* Begin Page excerpt *

The undercarriage is one of the few surviving components of the Altair and the only major component to have been located and preserved after the loss of the aircraft and Smithy and Tom Pethybridge
The tyre is made by Goodrich Silvertown Airplanes, Ohio, The United States of America and the oleo strut is made by AEROL / The Cleveland Pneumatic Tool Company, Ohio, The United States of America.

The wheel and oleo strut were made c. 1933

In the Lockheed range of single engined monoplanes of the late 1920s, 1930s, only the Altair and Orion appear to have had retractable undercarriages. The undercarriage leg may have been manufactured by Lockheeds themselves although manufacture by a subcontractor cannot be ruled out at this stage. The leg was fitted with an oleo or shock absorber, in this case by Aerol/ the Cleveland Pneumatic Tool Company and the wheel and tyre also made by separate organisations.
The wheel and oleo strut, part of the starboard undercarriage were used by Sir Charles Kingsford Smith's in his Lockheed Altair aircraft VH-USB "Lady Southern Cross", for his leg from the United Kingdom to Australia.

History of Lockheed Altair VH-USB copied from http://www.adastron.com/lockheed/altair/altair1.htm
21JUL30 Completed as a Sirius 8A s/n 152 under Approved Type Certificate #300 with a Pratt and Whitney Wasp (serial number 3104) for Captain George R. Hutchinson of Baltimore, Maryland for a New York to Paris record attempt. The aircraft was named "Richmond, Virginia, U.S.A." Licensed as 'NR118W'.
02AUG30 Crashed at Los Angeles. As a result of the crash, Capt Hutchinson abandoned his planned flight to Paris.
04AUG30 A Lockheed Aircraft Corporation inter-departmental communication from Carl B. Squier (General Manager) advised that "this plane was damaged at Mines Field August 2nd on takeoff with Hutchinson as pilot. Ship can be repaired at nominal cost."
10SEP30 The Dept of Commerce wrote to Lockheed and to Hutchinson advising that the licence of Sirius NR-118W had been suspended as a result of the accident at Los Angeles.
31 Sold to Victor Fleming and Douglas Fairbanks of Beverly Hills, California for sport flying.
16NOV31 An agreement was signed between Lockheed and Victor Fleming of MGM Studios, Culver City, California for the "reconstruction" of Sirius NR-118W.
27APR34 John S.W. Stannage, Manager of Kingsford Smith Air Service Ltd at Mascot, N.S.W. wrote to the Australian Controller of Civil Aviation to advise: "It is Sir Charles Kingsford Smith's intention to bring into this country a Lockheed Altair aeroplane from the U.S.A." The Altair was to be manufactured from the Sirius NR-118W purchased by Lockheed from Victor Fleming less engine and propeller. As the Sirius had a fixed undercarriage the transformation into an Altair required the replacement of the Sirius' wing and undercarriage with a wing that could accept the retractable undercarriage.
25JUN34 Lockheed Altair s/n 152 sold to Sir Charles Kingsford Smith
16JUL34 The Altair arrived in Sydney, Australia, completely assembled, as deck cargo on the Sports Deck of the S.S. Mariposa.

* End Page excerpt *
* Begin Dataset records *

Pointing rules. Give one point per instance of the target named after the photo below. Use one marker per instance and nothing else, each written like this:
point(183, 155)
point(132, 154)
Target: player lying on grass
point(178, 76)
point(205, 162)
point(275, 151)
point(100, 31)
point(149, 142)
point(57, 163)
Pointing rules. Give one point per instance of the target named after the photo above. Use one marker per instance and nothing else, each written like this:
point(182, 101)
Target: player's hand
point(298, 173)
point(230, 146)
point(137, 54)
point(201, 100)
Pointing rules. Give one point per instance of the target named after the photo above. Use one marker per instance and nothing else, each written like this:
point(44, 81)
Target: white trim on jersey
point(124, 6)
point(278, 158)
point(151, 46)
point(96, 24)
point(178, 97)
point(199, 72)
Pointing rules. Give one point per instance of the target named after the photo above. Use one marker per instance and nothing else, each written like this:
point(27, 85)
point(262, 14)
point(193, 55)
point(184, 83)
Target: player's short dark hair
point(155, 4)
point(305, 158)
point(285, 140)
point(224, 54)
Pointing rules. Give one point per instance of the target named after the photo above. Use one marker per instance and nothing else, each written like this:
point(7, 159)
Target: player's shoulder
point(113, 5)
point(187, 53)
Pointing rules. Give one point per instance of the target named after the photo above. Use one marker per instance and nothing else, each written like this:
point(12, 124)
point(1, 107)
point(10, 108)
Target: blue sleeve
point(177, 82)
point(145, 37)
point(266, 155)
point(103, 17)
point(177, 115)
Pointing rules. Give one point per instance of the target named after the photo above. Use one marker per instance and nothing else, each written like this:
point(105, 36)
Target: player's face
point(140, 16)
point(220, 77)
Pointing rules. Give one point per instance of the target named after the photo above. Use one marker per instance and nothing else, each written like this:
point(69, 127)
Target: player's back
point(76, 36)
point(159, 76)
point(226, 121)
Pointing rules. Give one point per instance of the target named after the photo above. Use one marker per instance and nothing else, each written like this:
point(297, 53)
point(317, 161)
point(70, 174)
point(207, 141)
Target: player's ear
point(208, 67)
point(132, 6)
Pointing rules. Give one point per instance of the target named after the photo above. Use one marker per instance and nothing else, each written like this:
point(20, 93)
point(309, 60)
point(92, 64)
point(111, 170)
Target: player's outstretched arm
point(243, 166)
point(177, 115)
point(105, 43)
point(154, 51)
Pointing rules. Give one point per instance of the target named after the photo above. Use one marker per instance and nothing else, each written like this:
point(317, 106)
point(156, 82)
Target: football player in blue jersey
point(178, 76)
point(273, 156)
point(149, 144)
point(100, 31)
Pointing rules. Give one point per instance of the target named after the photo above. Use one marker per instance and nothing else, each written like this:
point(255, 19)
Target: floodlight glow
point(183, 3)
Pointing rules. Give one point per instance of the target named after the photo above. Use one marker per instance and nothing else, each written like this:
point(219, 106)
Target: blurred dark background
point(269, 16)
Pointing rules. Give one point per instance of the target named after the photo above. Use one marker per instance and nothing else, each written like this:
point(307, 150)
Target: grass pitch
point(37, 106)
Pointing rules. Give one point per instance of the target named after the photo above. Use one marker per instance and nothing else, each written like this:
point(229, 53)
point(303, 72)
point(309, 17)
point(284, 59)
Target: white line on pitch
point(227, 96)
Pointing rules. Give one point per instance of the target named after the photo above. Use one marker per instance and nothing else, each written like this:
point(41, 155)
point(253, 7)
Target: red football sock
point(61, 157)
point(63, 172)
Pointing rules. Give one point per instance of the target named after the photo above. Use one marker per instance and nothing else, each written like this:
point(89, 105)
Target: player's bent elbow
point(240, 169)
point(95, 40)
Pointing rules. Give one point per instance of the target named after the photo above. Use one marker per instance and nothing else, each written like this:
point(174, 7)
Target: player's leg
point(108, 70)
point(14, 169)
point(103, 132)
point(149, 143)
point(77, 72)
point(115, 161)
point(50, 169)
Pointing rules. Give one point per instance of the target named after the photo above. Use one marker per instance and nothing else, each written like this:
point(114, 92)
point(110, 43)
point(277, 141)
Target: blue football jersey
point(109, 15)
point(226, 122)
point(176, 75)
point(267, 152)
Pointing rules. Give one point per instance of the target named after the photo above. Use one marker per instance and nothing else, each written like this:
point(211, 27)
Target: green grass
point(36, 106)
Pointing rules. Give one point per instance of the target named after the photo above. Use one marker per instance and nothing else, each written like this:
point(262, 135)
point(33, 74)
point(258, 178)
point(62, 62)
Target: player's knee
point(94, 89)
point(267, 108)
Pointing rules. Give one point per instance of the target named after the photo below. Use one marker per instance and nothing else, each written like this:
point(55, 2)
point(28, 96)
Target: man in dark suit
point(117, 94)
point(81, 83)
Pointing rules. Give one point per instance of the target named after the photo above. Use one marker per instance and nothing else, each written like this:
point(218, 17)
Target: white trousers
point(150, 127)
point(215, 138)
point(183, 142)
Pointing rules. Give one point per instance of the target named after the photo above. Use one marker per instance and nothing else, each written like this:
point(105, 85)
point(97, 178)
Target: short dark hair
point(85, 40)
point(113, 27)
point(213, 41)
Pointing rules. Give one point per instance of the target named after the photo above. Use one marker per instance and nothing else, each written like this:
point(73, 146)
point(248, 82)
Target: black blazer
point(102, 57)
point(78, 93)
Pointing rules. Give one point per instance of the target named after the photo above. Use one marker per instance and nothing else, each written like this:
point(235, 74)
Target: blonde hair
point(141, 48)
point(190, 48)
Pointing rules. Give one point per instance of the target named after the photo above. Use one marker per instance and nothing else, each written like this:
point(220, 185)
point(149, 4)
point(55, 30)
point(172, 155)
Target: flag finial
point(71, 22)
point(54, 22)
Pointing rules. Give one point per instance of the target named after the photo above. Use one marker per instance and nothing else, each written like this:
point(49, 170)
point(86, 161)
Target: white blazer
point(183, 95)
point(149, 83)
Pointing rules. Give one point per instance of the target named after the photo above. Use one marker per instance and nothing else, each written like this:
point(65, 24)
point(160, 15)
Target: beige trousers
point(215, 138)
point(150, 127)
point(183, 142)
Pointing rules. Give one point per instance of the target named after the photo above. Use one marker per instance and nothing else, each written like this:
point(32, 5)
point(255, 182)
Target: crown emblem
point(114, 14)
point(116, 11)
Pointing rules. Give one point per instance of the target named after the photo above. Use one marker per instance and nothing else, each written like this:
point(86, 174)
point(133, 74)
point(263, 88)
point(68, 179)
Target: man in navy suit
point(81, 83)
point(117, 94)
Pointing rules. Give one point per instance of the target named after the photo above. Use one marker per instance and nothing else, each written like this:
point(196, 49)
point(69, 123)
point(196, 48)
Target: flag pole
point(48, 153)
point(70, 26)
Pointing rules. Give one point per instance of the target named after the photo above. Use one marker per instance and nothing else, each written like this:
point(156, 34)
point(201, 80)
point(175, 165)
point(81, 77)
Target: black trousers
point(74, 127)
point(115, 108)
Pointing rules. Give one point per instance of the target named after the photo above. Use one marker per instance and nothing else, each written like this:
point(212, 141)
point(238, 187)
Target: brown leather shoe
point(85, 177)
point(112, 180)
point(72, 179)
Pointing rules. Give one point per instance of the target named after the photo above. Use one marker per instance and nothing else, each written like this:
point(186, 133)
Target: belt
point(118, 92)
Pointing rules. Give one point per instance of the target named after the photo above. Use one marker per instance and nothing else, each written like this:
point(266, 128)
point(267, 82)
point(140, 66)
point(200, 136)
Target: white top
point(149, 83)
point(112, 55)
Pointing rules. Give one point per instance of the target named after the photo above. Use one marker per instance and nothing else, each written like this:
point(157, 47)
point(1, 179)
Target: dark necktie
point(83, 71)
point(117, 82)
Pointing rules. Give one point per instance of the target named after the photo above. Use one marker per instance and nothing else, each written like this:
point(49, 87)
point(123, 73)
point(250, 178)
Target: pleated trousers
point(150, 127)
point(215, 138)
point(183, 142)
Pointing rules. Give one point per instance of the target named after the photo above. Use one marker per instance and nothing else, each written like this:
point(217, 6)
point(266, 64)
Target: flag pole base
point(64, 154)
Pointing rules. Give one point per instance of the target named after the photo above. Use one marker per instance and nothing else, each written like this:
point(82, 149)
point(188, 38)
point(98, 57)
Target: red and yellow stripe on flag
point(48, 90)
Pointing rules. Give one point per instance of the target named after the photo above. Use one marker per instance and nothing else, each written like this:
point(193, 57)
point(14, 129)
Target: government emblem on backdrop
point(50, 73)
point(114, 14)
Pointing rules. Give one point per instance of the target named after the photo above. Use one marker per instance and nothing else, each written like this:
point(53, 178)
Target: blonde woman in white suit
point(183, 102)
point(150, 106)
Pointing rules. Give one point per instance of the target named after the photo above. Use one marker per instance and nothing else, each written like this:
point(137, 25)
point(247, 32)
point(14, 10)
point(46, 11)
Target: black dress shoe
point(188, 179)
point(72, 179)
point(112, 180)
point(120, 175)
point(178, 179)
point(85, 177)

* End Dataset records *

▶ Set task A
In the text on the Altair undercarriage, what ship carried the Altair to Sydney, and where on that ship was it stowed?
▶ Set task B
Go on with the text on the Altair undercarriage, beginning after its final dated entry.

▶ Final answer A
The S.S. Mariposa carried it as deck cargo on the Sports Deck.

▶ Final answer B
31AUG34 Record flight Melbourne to Sydney 2 hours 11 minutes.
08SEP34 Record flight Melbourne to Perth 10 hours 19 minutes.
09SEP34 On departure from Perth for Sydney, Smithy aborted the takeoff when the Altair, with a heavy fuel load, failed to become airborne at the nominated point. The aeroplane came to rest with the starboard undercarriage in a ditch. The only damage was confined to the starboard undercarriage which was found to be twisted out of alignment. After a temporary repair, the aircraft departed two days later, albeit via Adelaide as Smithy was reluctant to uplift a full fuel load on the suspect undercarriage.
11SEP34 Record flight Perth to Adelaide 6 hours.
11SEP34 Record flight Adelaide to Sydney 3 hours 32 minutes.
13SEP34 It was reported in the press that Smithy supervised the dismantling of the undercarriage which was taken to Cockatoo Dockyard for repairs after the take-off accident in Perth.
19SEP34 Record flight Sydney to Brisbane 2 hours 35 minutes.
20SEP34 Record flight Brisbane to Sydney 2 hours 16 minutes.
29SEP34 Smithy and P.G. Taylor departed Sydney in the Altair on their way to London to compete in the Centenary Air Race. Although Smithy was hoping to reach Darwin in one day, they were delayed by a dust storm at Cloncurry where they stayed overnight. During an examination of the engine it was discovered that the cowling was cracking at many of the rivet holes. Consequently, it was decided that they must return to Sydney for repairs.
19OCT34 Smithy and P.G. Taylor departed Sydney for Archerfield, Brisbane from where their trans-Pacific flight was to commence.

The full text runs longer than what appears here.